↓↓↓
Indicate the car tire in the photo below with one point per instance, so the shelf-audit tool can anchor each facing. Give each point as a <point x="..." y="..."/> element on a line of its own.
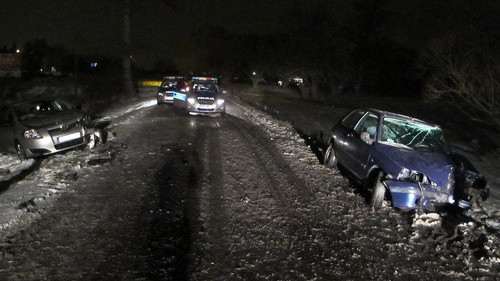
<point x="20" y="152"/>
<point x="378" y="192"/>
<point x="330" y="159"/>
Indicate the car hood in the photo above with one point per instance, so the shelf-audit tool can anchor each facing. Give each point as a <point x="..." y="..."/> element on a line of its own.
<point x="439" y="167"/>
<point x="53" y="119"/>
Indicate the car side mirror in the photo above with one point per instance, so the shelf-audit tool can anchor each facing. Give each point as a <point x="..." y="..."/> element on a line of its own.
<point x="366" y="138"/>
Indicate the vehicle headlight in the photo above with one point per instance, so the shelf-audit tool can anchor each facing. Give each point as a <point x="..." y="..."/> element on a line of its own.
<point x="85" y="120"/>
<point x="32" y="134"/>
<point x="414" y="176"/>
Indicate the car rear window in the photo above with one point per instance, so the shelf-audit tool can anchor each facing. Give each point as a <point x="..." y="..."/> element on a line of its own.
<point x="352" y="119"/>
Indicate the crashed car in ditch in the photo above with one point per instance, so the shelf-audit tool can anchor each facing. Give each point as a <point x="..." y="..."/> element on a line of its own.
<point x="404" y="161"/>
<point x="202" y="97"/>
<point x="43" y="127"/>
<point x="169" y="86"/>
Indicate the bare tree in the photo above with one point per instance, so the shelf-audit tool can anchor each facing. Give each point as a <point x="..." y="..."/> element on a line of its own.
<point x="465" y="71"/>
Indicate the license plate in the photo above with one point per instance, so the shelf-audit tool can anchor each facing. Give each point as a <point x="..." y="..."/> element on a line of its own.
<point x="69" y="137"/>
<point x="206" y="106"/>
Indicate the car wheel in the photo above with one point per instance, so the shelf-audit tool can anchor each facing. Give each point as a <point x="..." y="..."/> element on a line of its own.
<point x="20" y="152"/>
<point x="330" y="159"/>
<point x="378" y="192"/>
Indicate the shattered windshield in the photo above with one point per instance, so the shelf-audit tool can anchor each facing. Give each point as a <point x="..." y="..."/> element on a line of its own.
<point x="414" y="135"/>
<point x="28" y="110"/>
<point x="169" y="84"/>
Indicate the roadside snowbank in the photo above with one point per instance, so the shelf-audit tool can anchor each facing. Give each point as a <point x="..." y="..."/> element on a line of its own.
<point x="30" y="186"/>
<point x="313" y="122"/>
<point x="475" y="242"/>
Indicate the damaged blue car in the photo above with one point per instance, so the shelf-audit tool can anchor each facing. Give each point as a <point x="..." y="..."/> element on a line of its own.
<point x="403" y="161"/>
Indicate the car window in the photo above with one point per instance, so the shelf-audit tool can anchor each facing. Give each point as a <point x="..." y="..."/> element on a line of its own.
↑↑↑
Print again the material above, limited to the lines from the one holding "Indicate the car wheel" through the last, inclusive.

Indicate the car wheel in the photo above with one point per instance, so the shelf-audit tool can anchor each facing. Give each point as a <point x="..." y="..."/> element on a line of its own.
<point x="20" y="152"/>
<point x="330" y="159"/>
<point x="378" y="192"/>
Indicate the shattered windshield in the photo above with one point per instance, so the shelf-audit tool can anchor each facing. Give each point as a <point x="..." y="..."/> element on a line of its own.
<point x="414" y="135"/>
<point x="28" y="110"/>
<point x="169" y="84"/>
Indicate the roadside snowbank in the photo above with one point per instance, so the shelf-audit tool can anchor each facing. Give each point as a <point x="..." y="..."/> element on a line of its own.
<point x="30" y="186"/>
<point x="313" y="122"/>
<point x="475" y="242"/>
Indicate the damaged blue car in the photo above with one point per instance, so the shelf-audit tool can anchor each facing. Give each point as a <point x="..." y="..."/> element on a line of its own.
<point x="403" y="161"/>
Indicate the car window in the photo above with one point per instance, so the shelf-audit tool can anchor each facing. Give each point as a <point x="..." y="..."/> element on a line of its own.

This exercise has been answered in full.